Print each entry word for word without images.

[Input Boundary: Start]

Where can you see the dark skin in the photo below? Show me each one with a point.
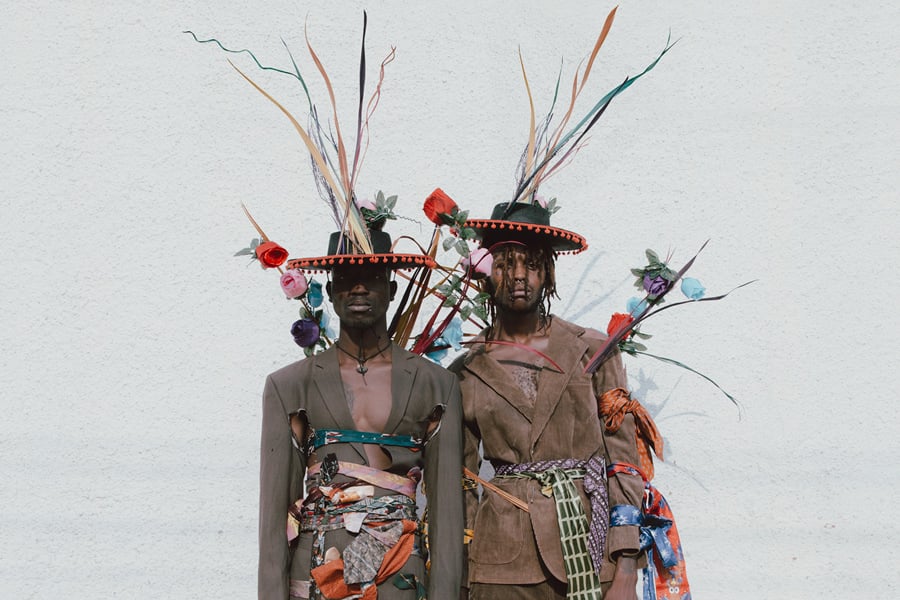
(361, 295)
(517, 284)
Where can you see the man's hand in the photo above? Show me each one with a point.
(624, 583)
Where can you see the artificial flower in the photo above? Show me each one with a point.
(440, 352)
(294, 283)
(314, 293)
(617, 322)
(271, 255)
(439, 207)
(328, 325)
(656, 285)
(636, 306)
(480, 261)
(692, 288)
(366, 203)
(305, 332)
(453, 333)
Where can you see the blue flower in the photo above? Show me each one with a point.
(692, 288)
(438, 355)
(636, 306)
(314, 293)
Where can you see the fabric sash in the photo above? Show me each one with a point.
(383, 479)
(582, 560)
(665, 577)
(322, 437)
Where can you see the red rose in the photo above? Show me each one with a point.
(617, 322)
(271, 255)
(437, 205)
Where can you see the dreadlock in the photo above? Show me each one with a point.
(545, 258)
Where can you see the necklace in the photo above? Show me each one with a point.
(362, 359)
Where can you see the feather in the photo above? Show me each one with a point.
(342, 153)
(362, 94)
(370, 110)
(600, 39)
(362, 237)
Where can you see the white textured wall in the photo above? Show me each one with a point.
(134, 346)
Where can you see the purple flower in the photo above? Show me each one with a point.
(636, 307)
(656, 285)
(314, 293)
(305, 332)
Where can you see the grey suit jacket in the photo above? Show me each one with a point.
(314, 386)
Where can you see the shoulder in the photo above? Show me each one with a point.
(423, 366)
(297, 370)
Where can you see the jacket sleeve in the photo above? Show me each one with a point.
(443, 494)
(620, 447)
(276, 482)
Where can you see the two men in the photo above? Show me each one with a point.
(529, 404)
(357, 427)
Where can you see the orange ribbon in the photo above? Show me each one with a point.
(330, 576)
(614, 404)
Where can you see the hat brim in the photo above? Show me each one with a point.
(387, 260)
(563, 241)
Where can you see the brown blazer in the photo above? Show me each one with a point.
(511, 546)
(314, 385)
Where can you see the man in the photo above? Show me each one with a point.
(357, 426)
(540, 526)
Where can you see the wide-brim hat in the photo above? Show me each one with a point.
(526, 223)
(381, 255)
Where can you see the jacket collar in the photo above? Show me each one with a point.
(566, 348)
(327, 378)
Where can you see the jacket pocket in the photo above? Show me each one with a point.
(499, 531)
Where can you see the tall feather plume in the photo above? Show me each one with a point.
(362, 94)
(370, 109)
(356, 225)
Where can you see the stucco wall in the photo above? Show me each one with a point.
(134, 346)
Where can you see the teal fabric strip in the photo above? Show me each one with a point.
(324, 437)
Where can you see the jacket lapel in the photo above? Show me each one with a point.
(331, 388)
(403, 375)
(566, 348)
(497, 378)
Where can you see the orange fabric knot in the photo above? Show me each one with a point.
(614, 405)
(330, 576)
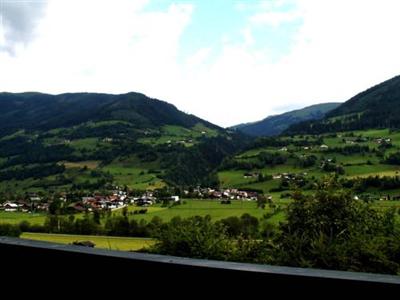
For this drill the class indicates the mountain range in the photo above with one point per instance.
(376, 107)
(86, 141)
(275, 125)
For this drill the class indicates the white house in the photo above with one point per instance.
(9, 206)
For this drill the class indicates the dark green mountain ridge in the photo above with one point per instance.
(377, 107)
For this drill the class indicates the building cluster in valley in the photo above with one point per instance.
(232, 194)
(119, 198)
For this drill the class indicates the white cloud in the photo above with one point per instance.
(274, 18)
(341, 48)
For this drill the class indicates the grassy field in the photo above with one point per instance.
(214, 208)
(91, 164)
(134, 174)
(17, 217)
(106, 242)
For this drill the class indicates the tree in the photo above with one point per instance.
(333, 230)
(195, 237)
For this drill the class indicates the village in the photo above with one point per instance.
(119, 198)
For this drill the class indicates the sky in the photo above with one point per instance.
(226, 61)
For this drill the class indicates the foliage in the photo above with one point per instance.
(195, 237)
(333, 230)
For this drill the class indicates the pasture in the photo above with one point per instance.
(105, 242)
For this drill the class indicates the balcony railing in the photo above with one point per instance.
(90, 263)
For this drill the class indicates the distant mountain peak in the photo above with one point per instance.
(276, 124)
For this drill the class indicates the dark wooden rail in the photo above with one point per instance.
(102, 266)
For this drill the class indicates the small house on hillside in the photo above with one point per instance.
(10, 207)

[Input Boundary: End]

Your solution ::
Where can you see the dark skin in the photo below? Show me each one with a point.
(361, 295)
(517, 284)
Where can you see the man's hand in the photo above? Show me each one with a point.
(624, 583)
Where can you see the artificial flower in the photo above? Show me each one with a point.
(440, 352)
(294, 283)
(314, 293)
(617, 322)
(271, 255)
(439, 207)
(328, 325)
(656, 285)
(636, 306)
(480, 261)
(692, 288)
(366, 203)
(305, 332)
(453, 333)
Where can you see the blue flower in the photo above? Show me each one with a point.
(692, 288)
(438, 355)
(636, 306)
(314, 293)
Where can you see the fabric sash in the photo above? Show me each one with a point.
(383, 479)
(582, 560)
(665, 577)
(322, 437)
Where can you see the red rose in the photo above? Show me each one with a point.
(617, 322)
(271, 255)
(437, 205)
Where can you see the dreadlock in the photo above? Show me each one with a point.
(545, 258)
Where can you see the necklace in the photo above? Show me each one with a point.
(362, 359)
Where can you see the feather in the photo above? Show me each one with a point.
(342, 153)
(362, 94)
(370, 110)
(600, 39)
(362, 237)
Where can you see the white textured wall in the photo above? Show me each one with a point.
(134, 346)
Where can you see the purple flower in the photo above? Show me each one with a point.
(636, 307)
(656, 285)
(314, 293)
(305, 332)
Where can you see the grey suit jacket in the photo above? Show me each one with a point.
(314, 386)
Where can you see the shoulder in the photo above? Show me each one with a point.
(423, 366)
(297, 370)
Where can you see the jacket sleeve in the photo above? Show me each one with a point.
(443, 494)
(620, 447)
(276, 482)
Where can you see the two men in the photo above? Show me each one with a point.
(529, 404)
(357, 427)
Where can you see the orange ribbon in the photo above? Show me each one with a point.
(330, 576)
(614, 404)
Where can you see the hat brim in the photo above? Show me each one with a point.
(387, 260)
(563, 241)
Where can you see the brown blazer in the photo above? Show me each one with a point.
(511, 546)
(314, 385)
Where can you see the man in the photo above? Show me each one with a point.
(357, 426)
(540, 526)
Where can you see the wide-brim hat in the photo above? Show me each one with a point.
(526, 223)
(381, 255)
Where can you see the jacket collar in the photo above? Show me each one with a point.
(566, 348)
(327, 378)
Where can you see the jacket pocket in the photo above? Show me each one with a point.
(499, 531)
Where can you see the tall feather plume in the photo above? Show me each one with a point.
(362, 94)
(370, 109)
(356, 225)
Where can you see the stucco wall in the photo above? Show me each one with a point.
(134, 346)
Where can you see the teal fabric strip in the photo above? Show me each one with a point.
(324, 437)
Where can you see the jacket lapel in the photo above? Show me each one with a point.
(331, 388)
(403, 375)
(566, 348)
(497, 378)
Where can you see the orange fabric knot in the photo above? Show me each one with a point.
(614, 405)
(330, 576)
For this drill the class indicates the mountain range in the photo above with one point per instance.
(376, 107)
(86, 141)
(275, 125)
For this drill the class indicates the white house in the photo above with one point per instance.
(9, 206)
For this drill the class indicates the dark green mountain ridge in the photo above with one point per instance.
(377, 107)
For this drill the class indicates the building cluster in valley in the photo above with one point per instance.
(232, 194)
(119, 198)
For this drill the class indicates the white cloud in the photo above with one point per instance.
(274, 18)
(341, 48)
For this drill the class indicates the grassy field in the photo above with one point per instance.
(214, 208)
(91, 164)
(134, 174)
(17, 217)
(106, 242)
For this drill the class indicates the tree in the photo above with one point per instance.
(333, 230)
(195, 237)
For this drill the class indicates the village in the photo above with one point per instance.
(119, 198)
For this drill the class indicates the sky in the photo above with one point per instance.
(226, 61)
For this drill the class indicates the foliage in the photo above with one point per instance.
(195, 237)
(333, 230)
For this drill the class indicates the pasture in the photo above with one point per instance.
(105, 242)
For this drill the class indicates the balcony railing in the photo above with one point per instance.
(90, 263)
For this drill the class indicates the distant mountain peak in the photo above with one point per instance.
(276, 124)
For this drill the class indicates the dark wooden rail in the photo above with one point per instance.
(102, 266)
For this drill the class indicates the small house on hillside in the photo above with one point per instance.
(10, 207)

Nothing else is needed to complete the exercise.